§ **Your task**: Determine how many lines in the records below contain the string "resolution", and state only that number.

Supplied material Start Marker

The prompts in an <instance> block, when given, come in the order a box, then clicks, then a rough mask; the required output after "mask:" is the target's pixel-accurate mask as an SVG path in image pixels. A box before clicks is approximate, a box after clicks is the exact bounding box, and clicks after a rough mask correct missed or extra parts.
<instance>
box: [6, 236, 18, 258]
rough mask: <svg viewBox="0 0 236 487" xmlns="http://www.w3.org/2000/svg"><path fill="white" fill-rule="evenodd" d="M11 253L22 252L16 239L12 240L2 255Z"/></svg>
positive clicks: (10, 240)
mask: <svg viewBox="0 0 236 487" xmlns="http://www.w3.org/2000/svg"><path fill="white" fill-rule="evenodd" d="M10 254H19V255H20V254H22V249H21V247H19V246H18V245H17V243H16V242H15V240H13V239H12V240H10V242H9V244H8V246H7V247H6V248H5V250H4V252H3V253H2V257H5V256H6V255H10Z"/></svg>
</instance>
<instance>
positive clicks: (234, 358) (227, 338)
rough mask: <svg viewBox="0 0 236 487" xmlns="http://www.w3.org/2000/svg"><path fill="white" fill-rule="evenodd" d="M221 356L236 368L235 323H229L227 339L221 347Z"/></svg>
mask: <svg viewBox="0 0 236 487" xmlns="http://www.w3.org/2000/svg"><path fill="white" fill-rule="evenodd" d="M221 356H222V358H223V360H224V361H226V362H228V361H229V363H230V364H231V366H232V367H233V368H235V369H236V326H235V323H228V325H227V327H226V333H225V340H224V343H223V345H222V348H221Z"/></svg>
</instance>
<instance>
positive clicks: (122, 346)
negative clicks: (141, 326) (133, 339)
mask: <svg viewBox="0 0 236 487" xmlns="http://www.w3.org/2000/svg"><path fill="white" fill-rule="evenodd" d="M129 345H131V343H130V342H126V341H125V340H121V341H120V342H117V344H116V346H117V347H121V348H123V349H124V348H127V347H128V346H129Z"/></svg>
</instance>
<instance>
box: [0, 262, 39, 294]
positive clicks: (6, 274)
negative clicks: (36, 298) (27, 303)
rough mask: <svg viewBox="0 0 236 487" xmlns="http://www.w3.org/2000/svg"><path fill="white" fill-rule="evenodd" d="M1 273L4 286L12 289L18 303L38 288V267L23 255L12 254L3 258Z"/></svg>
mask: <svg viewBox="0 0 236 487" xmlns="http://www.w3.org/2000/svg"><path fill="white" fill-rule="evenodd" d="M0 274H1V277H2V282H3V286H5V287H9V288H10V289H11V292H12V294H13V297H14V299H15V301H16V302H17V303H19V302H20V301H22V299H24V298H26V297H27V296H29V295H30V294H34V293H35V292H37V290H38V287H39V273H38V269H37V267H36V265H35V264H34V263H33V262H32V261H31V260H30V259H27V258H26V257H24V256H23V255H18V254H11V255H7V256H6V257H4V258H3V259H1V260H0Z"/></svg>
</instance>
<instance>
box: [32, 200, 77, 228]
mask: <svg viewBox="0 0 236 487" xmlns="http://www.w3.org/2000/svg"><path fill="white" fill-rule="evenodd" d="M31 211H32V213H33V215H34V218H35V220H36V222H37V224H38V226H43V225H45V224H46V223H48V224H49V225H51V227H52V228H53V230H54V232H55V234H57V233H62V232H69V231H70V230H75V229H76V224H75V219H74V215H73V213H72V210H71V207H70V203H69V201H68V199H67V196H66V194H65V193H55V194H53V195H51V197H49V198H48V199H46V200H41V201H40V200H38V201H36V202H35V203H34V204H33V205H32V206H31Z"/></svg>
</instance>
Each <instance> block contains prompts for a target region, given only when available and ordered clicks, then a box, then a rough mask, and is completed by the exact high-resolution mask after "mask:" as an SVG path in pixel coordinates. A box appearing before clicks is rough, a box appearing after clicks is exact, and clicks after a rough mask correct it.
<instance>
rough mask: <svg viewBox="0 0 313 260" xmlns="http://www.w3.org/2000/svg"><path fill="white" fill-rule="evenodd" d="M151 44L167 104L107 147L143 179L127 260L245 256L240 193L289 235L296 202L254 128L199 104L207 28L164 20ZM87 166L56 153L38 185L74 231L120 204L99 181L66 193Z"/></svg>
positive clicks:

Supplied material End Marker
Supplied material Start Marker

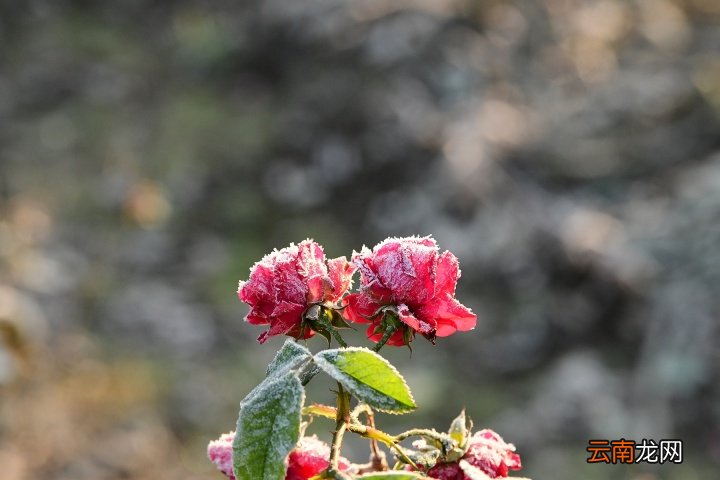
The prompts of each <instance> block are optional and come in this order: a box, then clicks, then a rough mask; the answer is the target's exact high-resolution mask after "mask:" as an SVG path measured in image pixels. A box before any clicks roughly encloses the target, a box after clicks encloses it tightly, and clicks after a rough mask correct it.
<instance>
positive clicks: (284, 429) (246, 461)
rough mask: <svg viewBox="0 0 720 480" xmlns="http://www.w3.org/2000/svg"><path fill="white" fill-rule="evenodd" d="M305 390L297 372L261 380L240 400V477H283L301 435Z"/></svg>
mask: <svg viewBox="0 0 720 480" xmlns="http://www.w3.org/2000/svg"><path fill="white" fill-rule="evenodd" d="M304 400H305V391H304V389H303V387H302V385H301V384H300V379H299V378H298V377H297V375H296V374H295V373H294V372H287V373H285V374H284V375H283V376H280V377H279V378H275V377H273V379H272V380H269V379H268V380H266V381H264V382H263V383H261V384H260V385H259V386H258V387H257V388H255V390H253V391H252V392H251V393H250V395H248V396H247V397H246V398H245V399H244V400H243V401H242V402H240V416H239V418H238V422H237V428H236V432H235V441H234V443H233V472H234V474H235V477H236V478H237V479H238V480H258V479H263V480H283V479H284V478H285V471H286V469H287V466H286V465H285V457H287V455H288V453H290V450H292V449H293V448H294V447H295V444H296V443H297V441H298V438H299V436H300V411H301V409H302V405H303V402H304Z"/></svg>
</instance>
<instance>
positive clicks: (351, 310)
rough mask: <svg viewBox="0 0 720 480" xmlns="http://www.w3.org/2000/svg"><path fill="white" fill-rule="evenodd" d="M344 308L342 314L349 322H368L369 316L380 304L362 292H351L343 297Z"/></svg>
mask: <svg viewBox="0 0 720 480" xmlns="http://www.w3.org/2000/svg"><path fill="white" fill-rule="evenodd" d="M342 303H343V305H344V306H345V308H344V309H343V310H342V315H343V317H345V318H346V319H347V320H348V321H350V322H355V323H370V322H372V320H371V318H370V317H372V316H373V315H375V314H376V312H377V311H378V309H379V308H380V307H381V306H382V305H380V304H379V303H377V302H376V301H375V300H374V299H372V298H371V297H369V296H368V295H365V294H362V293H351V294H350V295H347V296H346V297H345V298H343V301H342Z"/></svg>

Supplied material End Marker

§ **Result of the exercise**: 2